Provided passage ::
━━━━━━━━━━

These are the things we deal with because we have to. Please do not for a second think that this was easy for any of us. Before you judge, ask yourself if you could put yourself through all of this?
Cutting back to my story, I was living my life under a heavy cloud. I was unimaginably miserably and knew I was taking my life, my partner and my children for granted. Two weeks before my op, I was bed-ridden for three days in tears because I caught a glimpse of myself in a video. My appearance made me physically ill. I wasn’t the person on the outside that I was on the inside. I didn’t go out, I didn’t have fun with my kids, I wasn’t giving them the life they deserved and I sure as hell wasn’t giving myself the life I wanted. This op has changed my life. Merely being booked in for this op, having the balls to go ahead with recommendations and doing something about my weight, took a huge weight off. I am so incredibly proud of myself. My mental health didn’t change with the weight loss, it changed with the decision to do something about it. I suddenly me again. I still struggle with depression and anxiety, but at perhaps 10% of what it was before. I run with, laugh with and cuddle my children daily. I walk with my head up. I smile and mean it. I love myself. No amount of stigma, judgement, pain or discomfort can take that away. I’m proud of my decision and my move and you should be proud of me too.
So, if you’re looking for what to say to a WLS patient, here is my advice:
- Ask questions. If they’re telling you about it, they’re open to questions. Just be kind and respectful of their privacy. They can tell you whether or not they don’t want to talk about specifics.
- Instead of saying how thin they look, tell them how healthy they look. I’ve had a few people comment on my weight loss, but those who tell me I look healthy have made me feel wonderful.
- Congratulate them on doing something for themselves and the hard work it takes.
We each have to live our lives to the best of our abilities and those who have undergone or who are thinking of undergoing WLS know that we aren’t or weren’t doing that. If you had the chance to love yourself again, wouldn’t you jump at it?

━━━━━━━━━━

Records provided ::
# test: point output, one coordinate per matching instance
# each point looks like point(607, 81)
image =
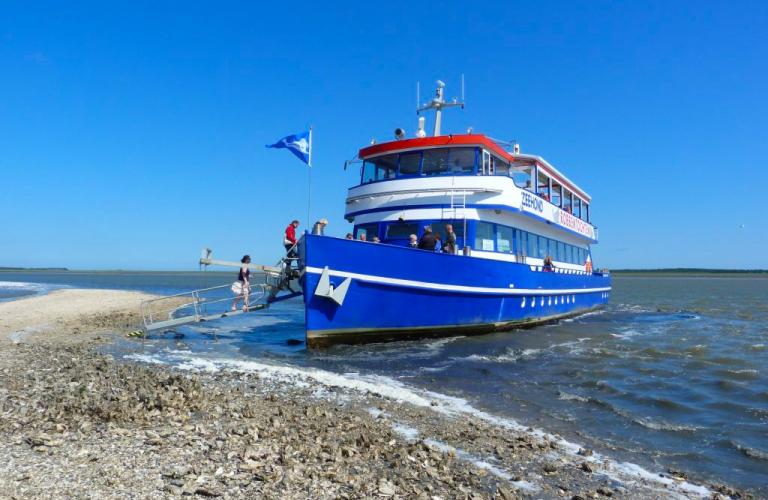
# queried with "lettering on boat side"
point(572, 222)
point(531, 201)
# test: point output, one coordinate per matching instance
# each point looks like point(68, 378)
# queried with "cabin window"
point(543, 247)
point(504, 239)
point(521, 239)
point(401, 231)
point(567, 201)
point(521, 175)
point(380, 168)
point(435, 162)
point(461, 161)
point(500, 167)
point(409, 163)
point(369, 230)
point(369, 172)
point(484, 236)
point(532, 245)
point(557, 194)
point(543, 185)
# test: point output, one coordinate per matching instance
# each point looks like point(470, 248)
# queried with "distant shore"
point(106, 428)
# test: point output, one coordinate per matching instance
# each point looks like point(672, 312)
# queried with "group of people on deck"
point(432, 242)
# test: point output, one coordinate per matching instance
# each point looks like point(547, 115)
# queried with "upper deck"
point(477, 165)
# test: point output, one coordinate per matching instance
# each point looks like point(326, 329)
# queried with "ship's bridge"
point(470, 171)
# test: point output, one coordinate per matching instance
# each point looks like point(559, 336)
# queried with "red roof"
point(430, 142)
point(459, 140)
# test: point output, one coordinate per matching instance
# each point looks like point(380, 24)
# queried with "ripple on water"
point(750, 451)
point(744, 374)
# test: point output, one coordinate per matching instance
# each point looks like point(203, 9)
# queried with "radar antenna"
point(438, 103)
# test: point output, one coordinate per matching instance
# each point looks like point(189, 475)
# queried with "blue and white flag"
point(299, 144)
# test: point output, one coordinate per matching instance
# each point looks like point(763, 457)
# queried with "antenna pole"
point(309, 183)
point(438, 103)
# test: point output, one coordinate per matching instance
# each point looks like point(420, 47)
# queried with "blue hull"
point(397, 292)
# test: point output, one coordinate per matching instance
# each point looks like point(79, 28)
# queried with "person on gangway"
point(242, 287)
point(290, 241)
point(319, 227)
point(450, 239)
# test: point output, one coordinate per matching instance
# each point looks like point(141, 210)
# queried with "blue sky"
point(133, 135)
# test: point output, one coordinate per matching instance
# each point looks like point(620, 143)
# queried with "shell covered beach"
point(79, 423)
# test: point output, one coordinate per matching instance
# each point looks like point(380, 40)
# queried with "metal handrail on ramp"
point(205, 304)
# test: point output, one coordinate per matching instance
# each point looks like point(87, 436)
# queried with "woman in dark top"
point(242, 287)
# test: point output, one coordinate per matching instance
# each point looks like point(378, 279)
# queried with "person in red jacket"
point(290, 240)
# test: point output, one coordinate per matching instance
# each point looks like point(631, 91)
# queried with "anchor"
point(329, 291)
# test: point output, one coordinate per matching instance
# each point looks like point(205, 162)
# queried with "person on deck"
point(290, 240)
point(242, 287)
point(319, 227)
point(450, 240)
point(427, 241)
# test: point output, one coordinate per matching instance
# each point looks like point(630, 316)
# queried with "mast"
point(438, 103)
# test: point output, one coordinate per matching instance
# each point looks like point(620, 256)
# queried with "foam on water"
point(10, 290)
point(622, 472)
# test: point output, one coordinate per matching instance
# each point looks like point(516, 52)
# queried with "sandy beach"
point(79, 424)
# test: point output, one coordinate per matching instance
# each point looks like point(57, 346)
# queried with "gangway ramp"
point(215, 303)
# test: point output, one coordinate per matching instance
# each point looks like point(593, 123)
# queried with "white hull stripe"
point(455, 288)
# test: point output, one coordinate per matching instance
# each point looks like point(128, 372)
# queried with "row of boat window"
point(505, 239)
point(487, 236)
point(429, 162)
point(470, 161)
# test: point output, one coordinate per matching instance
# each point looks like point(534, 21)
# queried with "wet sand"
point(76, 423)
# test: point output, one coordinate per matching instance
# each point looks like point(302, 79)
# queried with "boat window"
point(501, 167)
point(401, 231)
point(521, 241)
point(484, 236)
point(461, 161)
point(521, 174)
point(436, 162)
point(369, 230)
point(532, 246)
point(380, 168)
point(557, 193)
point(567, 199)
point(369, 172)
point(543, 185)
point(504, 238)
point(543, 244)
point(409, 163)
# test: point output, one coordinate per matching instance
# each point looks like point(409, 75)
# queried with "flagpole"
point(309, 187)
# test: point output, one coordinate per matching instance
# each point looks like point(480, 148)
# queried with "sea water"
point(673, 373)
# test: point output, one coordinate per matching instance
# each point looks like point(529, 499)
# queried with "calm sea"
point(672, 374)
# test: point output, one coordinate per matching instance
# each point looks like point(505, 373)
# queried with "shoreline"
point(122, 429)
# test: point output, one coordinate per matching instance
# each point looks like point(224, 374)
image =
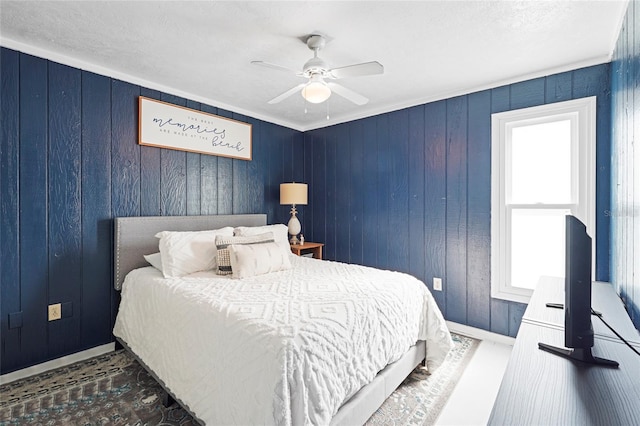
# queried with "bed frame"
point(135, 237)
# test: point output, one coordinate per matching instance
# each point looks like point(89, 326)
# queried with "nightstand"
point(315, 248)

━━━━━━━━━━

To do ::
1) In the weight-loss surgery passage, rewrite the section between "- Instead of" and "jump at it?", inclusive, substituting "well" for "healthy".
2) According to the weight-loss surgery passage, how many days was the writer bed-ridden two weeks before the operation?
Rely only on the text to complete these tasks.

Responses by item number ::
1)
- Instead of saying how thin they look, tell them how well they look. I’ve had a few people comment on my weight loss, but those who tell me I look well have made me feel wonderful.
- Congratulate them on doing something for themselves and the hard work it takes.
We each have to live our lives to the best of our abilities and those who have undergone or who are thinking of undergoing WLS know that we aren’t or weren’t doing that. If you had the chance to love yourself again, wouldn’t you jump at it?

2) Three days.